» **文書抜粋**:
◆ ◆ ◆ ◆

熱中症にはご注意を!
梅雨も明け、本格的に暑くなってきました。
太陽が昇る前から30℃を超え、太陽が沈んだあともなかなか気温が下がらず寝苦しい日々になりました。
当院でも、ほぼ毎日といっていいほど熱中症の患者さんが来院されます。
中には点滴が必要になるぐらい脱水が進行されている方もいらっしゃいます。
今回は、熱中症について書いていこうと思います。
①どうして熱中症はおこるの?
②熱中症の予防法
③熱中症の治療法(糖尿病患者が気をつけたいこと)
①どうして熱中症はおこるの?
そもそも熱中症はどのような原因でかかるのでしょうか?
それは、体温と調節システムが崩れたときに起こります。
人の体は暑い環境に置かれると、体温を適切に保つために汗をかきます。
汗が蒸発する時に、一緒に熱も持って行ってくれます(専門用語で気化熱といいます)。これによって体の熱を下がる・・・という仕組みになります。
すなわち、汗をかくおかげで、私達は体温調節を無意識に、上手く行っているのです。
しかし、この暑さから大量の汗をかき、体内の水分量が減って脱水になると、今度は体が汗をかきにくくとなります。そして、これが限界まで来ると、逆に汗が出なくなり、体の熱を放出できなくなってしまうことで、体のさまざまなところに支障をきたし、「熱中症」が発症します。
みなさんのイメージとして、熱中症は炎天下に水分をとらずに外で作業をしていたら気持ちが悪くなってきて・・・、と外で太陽を浴びていたせいでなると考えられるかもしれません。でも、実は家の中でも熱中症は十分に起こりえます。エアコンや扇風機など使用せずに、室温が高い状態であれば、熱中症を起こしても全く不思議ではありません。寝ている間に熱中症になっていた…なんてこともあります。
また、65歳以上で体温を適切に保ちにくいとされている高齢者の方や、逆に15歳未満で体温調節機能が十分でない若年者の方はより、起こしやすいと言われています。
そういえば、院長は中学生時代バレーボール部におりました。室内競技ですので、夏でも暗幕をかけて風が通らない体育館で練習をしていました。更に、途中で水分をとると根性がつかないので禁止されていました。今はおそらくどのようなスポーツでも水分補給が推奨されていると思いますが…。
②熱中症の予防法
実は、熱中症は気温だけでなく、湿度からも大きく影響を受けます。

◆ ◆ ◆ ◆

» **提供資料**:

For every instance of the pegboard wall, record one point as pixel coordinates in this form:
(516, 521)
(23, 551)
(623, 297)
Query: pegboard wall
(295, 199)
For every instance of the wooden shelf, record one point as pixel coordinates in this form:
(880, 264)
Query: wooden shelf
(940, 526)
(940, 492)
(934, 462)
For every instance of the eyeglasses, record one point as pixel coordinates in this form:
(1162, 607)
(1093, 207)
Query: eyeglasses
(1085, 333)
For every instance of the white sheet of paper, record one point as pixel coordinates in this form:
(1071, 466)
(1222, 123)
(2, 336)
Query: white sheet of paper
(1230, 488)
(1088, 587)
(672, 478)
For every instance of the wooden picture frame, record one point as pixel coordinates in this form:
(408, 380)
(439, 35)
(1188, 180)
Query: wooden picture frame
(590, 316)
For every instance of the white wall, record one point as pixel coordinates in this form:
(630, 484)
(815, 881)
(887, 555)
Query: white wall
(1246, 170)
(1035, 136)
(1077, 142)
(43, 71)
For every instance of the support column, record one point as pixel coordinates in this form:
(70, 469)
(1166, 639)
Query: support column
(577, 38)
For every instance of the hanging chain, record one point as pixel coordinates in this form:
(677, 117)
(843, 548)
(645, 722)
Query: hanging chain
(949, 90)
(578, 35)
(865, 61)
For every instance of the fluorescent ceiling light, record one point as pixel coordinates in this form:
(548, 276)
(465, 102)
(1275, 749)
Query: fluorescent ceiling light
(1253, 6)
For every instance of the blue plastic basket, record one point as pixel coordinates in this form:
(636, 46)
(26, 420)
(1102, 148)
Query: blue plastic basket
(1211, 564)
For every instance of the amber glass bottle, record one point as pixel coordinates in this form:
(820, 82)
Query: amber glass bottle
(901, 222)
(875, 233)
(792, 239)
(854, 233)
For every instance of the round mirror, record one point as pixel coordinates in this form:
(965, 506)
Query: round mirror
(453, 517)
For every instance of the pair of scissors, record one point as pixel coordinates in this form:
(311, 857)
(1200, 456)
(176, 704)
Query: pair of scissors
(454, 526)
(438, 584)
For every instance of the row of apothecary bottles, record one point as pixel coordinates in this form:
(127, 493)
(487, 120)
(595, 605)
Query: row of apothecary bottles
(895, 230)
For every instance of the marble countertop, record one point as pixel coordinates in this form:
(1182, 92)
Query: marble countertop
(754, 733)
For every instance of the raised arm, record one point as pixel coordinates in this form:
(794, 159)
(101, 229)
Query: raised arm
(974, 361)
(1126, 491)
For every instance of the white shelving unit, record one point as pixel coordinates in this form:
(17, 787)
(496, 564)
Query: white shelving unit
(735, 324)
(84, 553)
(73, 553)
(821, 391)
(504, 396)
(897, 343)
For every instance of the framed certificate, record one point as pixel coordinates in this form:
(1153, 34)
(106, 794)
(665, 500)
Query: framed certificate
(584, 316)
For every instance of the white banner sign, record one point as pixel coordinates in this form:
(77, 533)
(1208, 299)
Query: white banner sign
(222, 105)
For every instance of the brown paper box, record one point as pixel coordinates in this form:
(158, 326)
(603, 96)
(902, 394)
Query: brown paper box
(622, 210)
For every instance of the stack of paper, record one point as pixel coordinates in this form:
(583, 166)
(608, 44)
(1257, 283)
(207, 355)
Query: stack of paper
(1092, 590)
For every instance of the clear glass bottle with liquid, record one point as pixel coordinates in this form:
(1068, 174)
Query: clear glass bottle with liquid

◆ ◆ ◆ ◆

» **作業内容**: 熱中症の文章の「梅雨も明け、本格的に暑くなってきました。」から「それは、体温と調節システムが崩れたときに起こります。」まで(両端を含む)を、「当院」を「本院」に置き換えて書き直すこと。

» **回答**:
梅雨も明け、本格的に暑くなってきました。
太陽が昇る前から30℃を超え、太陽が沈んだあともなかなか気温が下がらず寝苦しい日々になりました。
本院でも、ほぼ毎日といっていいほど熱中症の患者さんが来院されます。
中には点滴が必要になるぐらい脱水が進行されている方もいらっしゃいます。
今回は、熱中症について書いていこうと思います。
①どうして熱中症はおこるの?
②熱中症の予防法
③熱中症の治療法(糖尿病患者が気をつけたいこと)
①どうして熱中症はおこるの?
そもそも熱中症はどのような原因でかかるのでしょうか?
それは、体温と調節システムが崩れたときに起こります。